>> Begin

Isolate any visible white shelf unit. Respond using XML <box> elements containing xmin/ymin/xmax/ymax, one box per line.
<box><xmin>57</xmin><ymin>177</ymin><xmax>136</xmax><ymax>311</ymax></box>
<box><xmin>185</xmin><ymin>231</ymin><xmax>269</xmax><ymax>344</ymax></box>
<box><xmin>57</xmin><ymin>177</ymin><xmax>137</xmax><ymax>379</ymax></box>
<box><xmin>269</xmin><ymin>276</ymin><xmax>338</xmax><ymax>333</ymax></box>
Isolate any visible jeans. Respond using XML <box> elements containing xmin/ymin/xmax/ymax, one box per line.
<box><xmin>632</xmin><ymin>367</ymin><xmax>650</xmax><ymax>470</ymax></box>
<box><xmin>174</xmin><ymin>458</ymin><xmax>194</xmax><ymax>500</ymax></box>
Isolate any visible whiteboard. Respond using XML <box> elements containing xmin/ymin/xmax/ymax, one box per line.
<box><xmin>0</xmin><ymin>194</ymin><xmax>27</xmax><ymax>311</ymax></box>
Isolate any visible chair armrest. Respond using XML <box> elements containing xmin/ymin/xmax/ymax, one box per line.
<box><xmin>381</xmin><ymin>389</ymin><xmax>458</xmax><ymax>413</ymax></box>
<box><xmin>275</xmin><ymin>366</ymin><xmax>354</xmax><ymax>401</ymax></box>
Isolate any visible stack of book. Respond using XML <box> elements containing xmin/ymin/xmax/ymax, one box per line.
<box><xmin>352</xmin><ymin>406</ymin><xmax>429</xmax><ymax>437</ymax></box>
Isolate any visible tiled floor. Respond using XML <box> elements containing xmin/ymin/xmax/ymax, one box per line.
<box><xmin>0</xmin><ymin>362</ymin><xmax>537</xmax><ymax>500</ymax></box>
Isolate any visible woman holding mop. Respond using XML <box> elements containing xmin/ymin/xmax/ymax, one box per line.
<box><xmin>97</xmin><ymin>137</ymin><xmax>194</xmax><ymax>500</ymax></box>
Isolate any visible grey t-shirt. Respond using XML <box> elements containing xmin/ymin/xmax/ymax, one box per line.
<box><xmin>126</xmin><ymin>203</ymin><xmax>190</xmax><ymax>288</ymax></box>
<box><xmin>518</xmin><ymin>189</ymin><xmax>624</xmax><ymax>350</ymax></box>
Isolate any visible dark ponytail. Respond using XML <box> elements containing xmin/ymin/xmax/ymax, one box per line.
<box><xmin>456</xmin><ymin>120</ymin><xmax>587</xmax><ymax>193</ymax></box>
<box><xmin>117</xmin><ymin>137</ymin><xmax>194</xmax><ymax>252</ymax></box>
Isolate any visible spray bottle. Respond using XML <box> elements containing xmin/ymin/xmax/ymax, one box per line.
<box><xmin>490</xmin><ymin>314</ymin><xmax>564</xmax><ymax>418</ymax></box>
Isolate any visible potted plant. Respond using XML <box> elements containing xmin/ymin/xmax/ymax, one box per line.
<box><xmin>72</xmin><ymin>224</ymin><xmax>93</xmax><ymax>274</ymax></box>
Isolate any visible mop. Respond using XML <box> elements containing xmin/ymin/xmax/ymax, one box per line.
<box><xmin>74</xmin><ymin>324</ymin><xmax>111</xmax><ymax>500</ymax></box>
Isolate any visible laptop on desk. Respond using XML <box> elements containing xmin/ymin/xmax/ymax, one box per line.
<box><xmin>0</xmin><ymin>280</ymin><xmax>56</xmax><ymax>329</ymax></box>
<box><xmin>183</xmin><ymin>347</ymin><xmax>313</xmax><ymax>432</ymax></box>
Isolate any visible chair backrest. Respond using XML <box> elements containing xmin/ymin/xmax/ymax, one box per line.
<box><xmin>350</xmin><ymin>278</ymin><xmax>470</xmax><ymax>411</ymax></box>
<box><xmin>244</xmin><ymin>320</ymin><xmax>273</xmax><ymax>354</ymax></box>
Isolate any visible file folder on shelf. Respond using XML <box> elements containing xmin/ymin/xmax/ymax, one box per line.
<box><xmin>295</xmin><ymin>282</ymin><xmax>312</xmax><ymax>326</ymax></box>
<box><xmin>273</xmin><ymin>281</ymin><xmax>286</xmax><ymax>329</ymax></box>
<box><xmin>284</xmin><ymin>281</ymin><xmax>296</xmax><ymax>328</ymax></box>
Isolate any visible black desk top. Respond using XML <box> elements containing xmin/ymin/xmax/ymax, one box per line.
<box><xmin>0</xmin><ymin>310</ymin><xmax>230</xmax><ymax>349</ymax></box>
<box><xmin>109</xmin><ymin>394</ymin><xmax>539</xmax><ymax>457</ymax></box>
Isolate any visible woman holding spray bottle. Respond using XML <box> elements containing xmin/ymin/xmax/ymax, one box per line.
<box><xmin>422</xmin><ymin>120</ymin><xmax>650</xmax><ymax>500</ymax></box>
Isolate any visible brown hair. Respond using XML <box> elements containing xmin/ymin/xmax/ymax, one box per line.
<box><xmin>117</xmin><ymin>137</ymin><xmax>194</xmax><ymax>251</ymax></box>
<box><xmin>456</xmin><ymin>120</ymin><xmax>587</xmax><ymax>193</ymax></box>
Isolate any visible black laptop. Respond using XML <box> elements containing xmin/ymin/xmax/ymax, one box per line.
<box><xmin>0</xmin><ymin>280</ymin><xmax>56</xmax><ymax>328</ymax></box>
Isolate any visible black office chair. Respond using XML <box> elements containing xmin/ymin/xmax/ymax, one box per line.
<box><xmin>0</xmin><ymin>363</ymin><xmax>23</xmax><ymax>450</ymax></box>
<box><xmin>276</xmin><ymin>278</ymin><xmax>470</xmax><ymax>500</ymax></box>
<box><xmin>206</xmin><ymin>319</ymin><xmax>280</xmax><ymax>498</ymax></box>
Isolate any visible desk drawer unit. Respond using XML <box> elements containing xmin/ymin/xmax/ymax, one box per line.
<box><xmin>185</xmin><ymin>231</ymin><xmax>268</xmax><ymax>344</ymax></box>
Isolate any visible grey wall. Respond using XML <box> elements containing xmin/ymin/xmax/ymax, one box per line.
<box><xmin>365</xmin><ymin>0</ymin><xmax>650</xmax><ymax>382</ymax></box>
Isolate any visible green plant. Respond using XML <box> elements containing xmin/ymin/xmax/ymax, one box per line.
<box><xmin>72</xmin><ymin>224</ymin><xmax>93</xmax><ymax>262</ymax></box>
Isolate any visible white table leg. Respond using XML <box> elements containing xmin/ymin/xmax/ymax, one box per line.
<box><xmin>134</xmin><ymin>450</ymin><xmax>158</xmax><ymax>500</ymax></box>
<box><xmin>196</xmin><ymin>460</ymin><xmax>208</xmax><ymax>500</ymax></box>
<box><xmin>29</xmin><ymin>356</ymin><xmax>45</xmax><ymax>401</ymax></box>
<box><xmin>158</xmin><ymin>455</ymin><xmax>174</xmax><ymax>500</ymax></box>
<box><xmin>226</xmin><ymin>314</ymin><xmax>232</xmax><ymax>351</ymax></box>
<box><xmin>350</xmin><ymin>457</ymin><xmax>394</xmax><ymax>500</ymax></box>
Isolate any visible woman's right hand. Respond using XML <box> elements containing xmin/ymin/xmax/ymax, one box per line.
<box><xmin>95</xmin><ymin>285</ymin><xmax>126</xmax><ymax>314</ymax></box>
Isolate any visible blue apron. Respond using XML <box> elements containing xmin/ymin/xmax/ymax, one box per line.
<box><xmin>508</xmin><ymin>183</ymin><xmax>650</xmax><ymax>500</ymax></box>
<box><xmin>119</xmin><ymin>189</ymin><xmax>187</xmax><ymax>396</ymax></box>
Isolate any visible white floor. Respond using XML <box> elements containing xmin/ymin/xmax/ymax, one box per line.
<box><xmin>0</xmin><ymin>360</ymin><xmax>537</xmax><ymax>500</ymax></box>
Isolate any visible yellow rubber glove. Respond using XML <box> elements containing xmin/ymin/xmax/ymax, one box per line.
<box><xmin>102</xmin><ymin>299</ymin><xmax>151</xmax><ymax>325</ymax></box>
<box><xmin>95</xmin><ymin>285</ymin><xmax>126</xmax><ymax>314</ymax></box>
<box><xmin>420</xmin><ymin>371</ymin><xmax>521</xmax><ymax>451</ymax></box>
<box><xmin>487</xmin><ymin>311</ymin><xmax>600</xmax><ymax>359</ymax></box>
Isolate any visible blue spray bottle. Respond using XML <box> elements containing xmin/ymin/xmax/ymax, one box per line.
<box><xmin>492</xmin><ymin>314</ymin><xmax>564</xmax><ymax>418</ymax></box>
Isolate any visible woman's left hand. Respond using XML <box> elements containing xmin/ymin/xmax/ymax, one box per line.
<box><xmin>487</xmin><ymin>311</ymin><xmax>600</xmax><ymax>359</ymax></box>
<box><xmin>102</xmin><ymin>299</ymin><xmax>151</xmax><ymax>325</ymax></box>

>> End

Set down verbatim the lines of the material running from the line containing "Isolate any visible woman's right" through the end of the material, both ends included.

### [Answer to the exercise]
Isolate any visible woman's right hand. Respond using XML <box> elements containing xmin/ymin/xmax/ymax, one box per line.
<box><xmin>95</xmin><ymin>285</ymin><xmax>126</xmax><ymax>314</ymax></box>
Isolate any visible blue apron. Respond using XML <box> elements containing xmin/ymin/xmax/ymax, one box per line.
<box><xmin>508</xmin><ymin>183</ymin><xmax>650</xmax><ymax>500</ymax></box>
<box><xmin>119</xmin><ymin>189</ymin><xmax>187</xmax><ymax>396</ymax></box>
Isolate any visible white floor. Respond using XML <box> elements containing xmin/ymin/xmax/ymax, one box per line.
<box><xmin>0</xmin><ymin>360</ymin><xmax>537</xmax><ymax>500</ymax></box>
Isolate any visible yellow rubber glove. Respond using XML <box> elements containing xmin/ymin/xmax/ymax, one box per line.
<box><xmin>102</xmin><ymin>299</ymin><xmax>151</xmax><ymax>325</ymax></box>
<box><xmin>95</xmin><ymin>285</ymin><xmax>126</xmax><ymax>314</ymax></box>
<box><xmin>420</xmin><ymin>371</ymin><xmax>521</xmax><ymax>451</ymax></box>
<box><xmin>487</xmin><ymin>311</ymin><xmax>600</xmax><ymax>359</ymax></box>
Isolate any visible blue spray bottle. Respond using XML <box> elements containing xmin/ymin/xmax/ymax, one box per line.
<box><xmin>492</xmin><ymin>314</ymin><xmax>564</xmax><ymax>418</ymax></box>
Isolate any visible woman's left hand. Respond using XML <box> elements containing xmin/ymin/xmax/ymax, one box per line.
<box><xmin>487</xmin><ymin>311</ymin><xmax>600</xmax><ymax>359</ymax></box>
<box><xmin>102</xmin><ymin>299</ymin><xmax>151</xmax><ymax>325</ymax></box>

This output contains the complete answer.